Region pointing data:
=== Begin Enclosure ===

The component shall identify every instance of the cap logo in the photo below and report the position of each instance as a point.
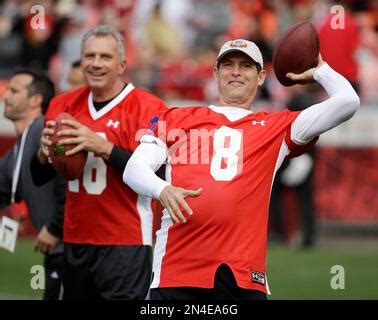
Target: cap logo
(238, 44)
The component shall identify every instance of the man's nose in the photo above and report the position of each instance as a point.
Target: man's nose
(6, 95)
(236, 70)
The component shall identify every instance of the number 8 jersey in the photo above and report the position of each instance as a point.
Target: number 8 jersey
(100, 209)
(233, 155)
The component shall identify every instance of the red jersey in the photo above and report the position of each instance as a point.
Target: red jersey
(235, 165)
(100, 209)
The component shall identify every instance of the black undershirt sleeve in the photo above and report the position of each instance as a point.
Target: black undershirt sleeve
(118, 158)
(41, 173)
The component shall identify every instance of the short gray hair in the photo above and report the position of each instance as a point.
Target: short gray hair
(103, 31)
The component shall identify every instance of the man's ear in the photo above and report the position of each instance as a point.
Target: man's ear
(215, 72)
(261, 77)
(122, 67)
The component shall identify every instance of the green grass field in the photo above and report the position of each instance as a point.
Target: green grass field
(15, 275)
(293, 274)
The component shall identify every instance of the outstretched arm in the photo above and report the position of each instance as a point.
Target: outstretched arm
(342, 103)
(140, 175)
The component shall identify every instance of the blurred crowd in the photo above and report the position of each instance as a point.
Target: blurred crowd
(171, 44)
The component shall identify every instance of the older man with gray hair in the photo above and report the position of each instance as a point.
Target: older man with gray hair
(108, 228)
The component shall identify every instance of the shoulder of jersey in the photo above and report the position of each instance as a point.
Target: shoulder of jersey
(72, 94)
(142, 94)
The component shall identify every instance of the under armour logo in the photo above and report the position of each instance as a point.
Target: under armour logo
(262, 122)
(112, 123)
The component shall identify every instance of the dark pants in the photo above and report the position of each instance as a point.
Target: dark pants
(106, 272)
(53, 276)
(225, 288)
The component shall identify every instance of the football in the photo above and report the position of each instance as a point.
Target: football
(71, 167)
(296, 51)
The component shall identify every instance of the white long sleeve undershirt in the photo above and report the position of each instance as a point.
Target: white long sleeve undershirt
(342, 103)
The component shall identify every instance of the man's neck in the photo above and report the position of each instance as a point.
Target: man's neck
(103, 94)
(21, 124)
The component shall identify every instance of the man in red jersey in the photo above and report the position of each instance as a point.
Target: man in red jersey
(107, 230)
(212, 245)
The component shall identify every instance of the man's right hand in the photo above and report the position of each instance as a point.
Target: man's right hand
(43, 152)
(173, 199)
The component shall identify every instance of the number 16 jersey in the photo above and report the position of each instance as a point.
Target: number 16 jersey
(100, 209)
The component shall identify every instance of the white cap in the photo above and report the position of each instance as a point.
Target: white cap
(245, 46)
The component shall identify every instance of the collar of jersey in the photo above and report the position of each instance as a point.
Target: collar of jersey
(231, 113)
(98, 114)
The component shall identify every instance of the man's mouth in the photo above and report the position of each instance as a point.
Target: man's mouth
(96, 74)
(235, 83)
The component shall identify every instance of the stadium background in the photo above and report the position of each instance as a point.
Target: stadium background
(170, 50)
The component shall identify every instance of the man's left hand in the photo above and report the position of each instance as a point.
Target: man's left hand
(84, 139)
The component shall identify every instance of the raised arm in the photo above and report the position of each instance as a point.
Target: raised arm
(140, 175)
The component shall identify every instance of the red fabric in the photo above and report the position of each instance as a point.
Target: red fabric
(229, 221)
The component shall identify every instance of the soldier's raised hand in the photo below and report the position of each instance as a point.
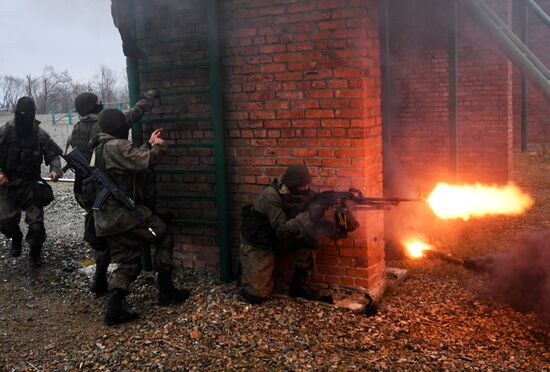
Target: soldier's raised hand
(155, 138)
(54, 176)
(3, 179)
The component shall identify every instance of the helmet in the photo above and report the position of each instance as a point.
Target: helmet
(85, 103)
(25, 104)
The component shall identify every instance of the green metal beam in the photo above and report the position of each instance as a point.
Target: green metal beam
(174, 67)
(170, 170)
(453, 84)
(185, 196)
(180, 221)
(183, 92)
(186, 119)
(190, 145)
(133, 92)
(524, 90)
(219, 137)
(172, 41)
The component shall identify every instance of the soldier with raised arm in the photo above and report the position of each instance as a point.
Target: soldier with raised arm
(127, 165)
(89, 106)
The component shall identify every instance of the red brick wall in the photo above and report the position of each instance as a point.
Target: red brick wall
(301, 86)
(419, 77)
(538, 119)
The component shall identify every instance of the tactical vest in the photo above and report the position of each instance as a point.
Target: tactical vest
(255, 226)
(20, 157)
(82, 133)
(125, 180)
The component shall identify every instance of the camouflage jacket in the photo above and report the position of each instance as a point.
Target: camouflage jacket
(21, 158)
(129, 167)
(88, 127)
(269, 204)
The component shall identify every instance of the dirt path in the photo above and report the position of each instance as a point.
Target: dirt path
(438, 319)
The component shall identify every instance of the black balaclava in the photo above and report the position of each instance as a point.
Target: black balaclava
(25, 111)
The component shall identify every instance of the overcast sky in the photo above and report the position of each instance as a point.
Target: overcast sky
(77, 35)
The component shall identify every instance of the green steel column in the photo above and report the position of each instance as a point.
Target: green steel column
(70, 113)
(218, 137)
(52, 109)
(524, 96)
(453, 82)
(132, 65)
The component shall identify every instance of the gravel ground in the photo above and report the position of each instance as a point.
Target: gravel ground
(439, 318)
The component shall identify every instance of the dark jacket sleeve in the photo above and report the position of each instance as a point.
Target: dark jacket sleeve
(137, 112)
(50, 157)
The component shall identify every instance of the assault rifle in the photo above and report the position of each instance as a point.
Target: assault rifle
(341, 201)
(80, 166)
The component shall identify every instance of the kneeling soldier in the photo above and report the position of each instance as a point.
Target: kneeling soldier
(271, 226)
(127, 165)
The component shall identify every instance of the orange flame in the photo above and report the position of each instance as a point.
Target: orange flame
(415, 247)
(467, 201)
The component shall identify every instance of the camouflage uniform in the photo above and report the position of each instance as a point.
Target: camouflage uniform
(84, 130)
(258, 258)
(127, 165)
(20, 161)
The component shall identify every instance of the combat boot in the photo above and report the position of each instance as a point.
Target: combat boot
(299, 288)
(117, 312)
(16, 245)
(99, 285)
(35, 257)
(168, 295)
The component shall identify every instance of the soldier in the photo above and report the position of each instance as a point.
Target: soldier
(270, 226)
(125, 163)
(23, 147)
(88, 107)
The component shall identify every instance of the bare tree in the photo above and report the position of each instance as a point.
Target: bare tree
(106, 84)
(11, 89)
(30, 86)
(52, 89)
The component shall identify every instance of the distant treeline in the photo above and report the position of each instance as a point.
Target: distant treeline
(59, 88)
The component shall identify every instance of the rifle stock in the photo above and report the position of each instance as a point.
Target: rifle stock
(79, 164)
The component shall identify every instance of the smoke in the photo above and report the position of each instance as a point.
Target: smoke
(521, 276)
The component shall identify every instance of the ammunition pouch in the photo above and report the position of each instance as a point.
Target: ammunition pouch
(42, 193)
(256, 228)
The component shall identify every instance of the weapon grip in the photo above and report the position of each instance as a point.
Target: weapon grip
(100, 198)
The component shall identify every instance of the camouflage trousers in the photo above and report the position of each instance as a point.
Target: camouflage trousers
(14, 200)
(126, 249)
(257, 267)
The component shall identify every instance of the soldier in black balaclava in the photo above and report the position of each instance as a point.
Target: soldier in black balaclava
(269, 227)
(23, 147)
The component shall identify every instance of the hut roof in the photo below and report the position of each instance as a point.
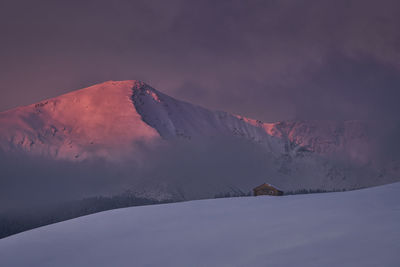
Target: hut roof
(266, 184)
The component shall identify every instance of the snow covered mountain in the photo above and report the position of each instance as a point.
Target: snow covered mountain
(108, 120)
(357, 228)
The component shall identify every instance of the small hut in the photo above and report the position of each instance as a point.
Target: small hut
(267, 189)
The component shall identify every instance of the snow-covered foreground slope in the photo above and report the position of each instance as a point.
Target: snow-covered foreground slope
(357, 228)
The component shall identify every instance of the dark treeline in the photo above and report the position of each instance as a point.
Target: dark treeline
(14, 222)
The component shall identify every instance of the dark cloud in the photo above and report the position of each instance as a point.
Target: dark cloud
(271, 60)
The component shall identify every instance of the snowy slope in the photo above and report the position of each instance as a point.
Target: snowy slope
(357, 228)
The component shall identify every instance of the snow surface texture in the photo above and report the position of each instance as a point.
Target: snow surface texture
(357, 228)
(107, 121)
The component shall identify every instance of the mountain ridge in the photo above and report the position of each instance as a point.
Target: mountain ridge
(110, 119)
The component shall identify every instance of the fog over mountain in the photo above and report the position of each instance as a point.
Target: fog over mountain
(122, 135)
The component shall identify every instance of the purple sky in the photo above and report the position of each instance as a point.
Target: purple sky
(269, 60)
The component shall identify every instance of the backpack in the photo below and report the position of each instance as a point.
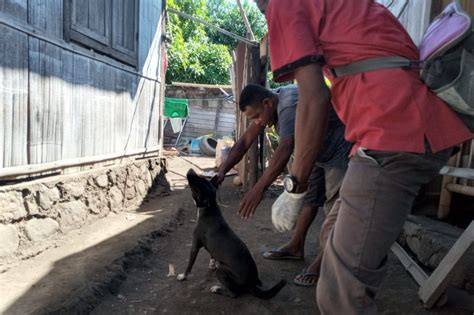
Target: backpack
(446, 61)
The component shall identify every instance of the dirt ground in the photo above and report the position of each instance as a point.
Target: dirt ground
(149, 290)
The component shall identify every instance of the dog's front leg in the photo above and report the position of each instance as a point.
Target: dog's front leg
(192, 258)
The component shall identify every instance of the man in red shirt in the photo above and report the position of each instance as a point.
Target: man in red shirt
(402, 134)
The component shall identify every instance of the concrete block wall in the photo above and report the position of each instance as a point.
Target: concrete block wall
(33, 212)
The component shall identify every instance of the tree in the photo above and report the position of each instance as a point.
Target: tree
(199, 54)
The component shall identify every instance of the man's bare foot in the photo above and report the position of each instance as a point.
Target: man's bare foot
(310, 275)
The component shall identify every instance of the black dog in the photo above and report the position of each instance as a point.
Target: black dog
(236, 269)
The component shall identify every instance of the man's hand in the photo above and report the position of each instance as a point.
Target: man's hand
(285, 210)
(249, 203)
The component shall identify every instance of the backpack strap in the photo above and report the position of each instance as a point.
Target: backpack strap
(372, 64)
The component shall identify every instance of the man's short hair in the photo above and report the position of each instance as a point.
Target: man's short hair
(253, 95)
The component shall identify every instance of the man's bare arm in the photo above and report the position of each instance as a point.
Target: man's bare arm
(239, 149)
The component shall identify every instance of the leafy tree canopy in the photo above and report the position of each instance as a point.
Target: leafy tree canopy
(199, 54)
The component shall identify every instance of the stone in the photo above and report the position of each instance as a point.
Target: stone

=== End Enclosure ===

**REQUIRED ACTION**
Taking the records above, retype every line from the one with "the black balaclava" down to the one with "The component shall identify every instance of the green steel", exactly and with nothing else.

**ANSWER SPACE**
The component shall identify every instance of the black balaclava in the photo above and report the position of each instance as a point.
Target: black balaclava
(25, 111)
The component shall identify every instance of the overcast sky in the photo above and report the position of each instance as a point.
Target: overcast sky
(77, 35)
The component shall identify every instance of the green steel column in the photo above and report the position of each instance as a point.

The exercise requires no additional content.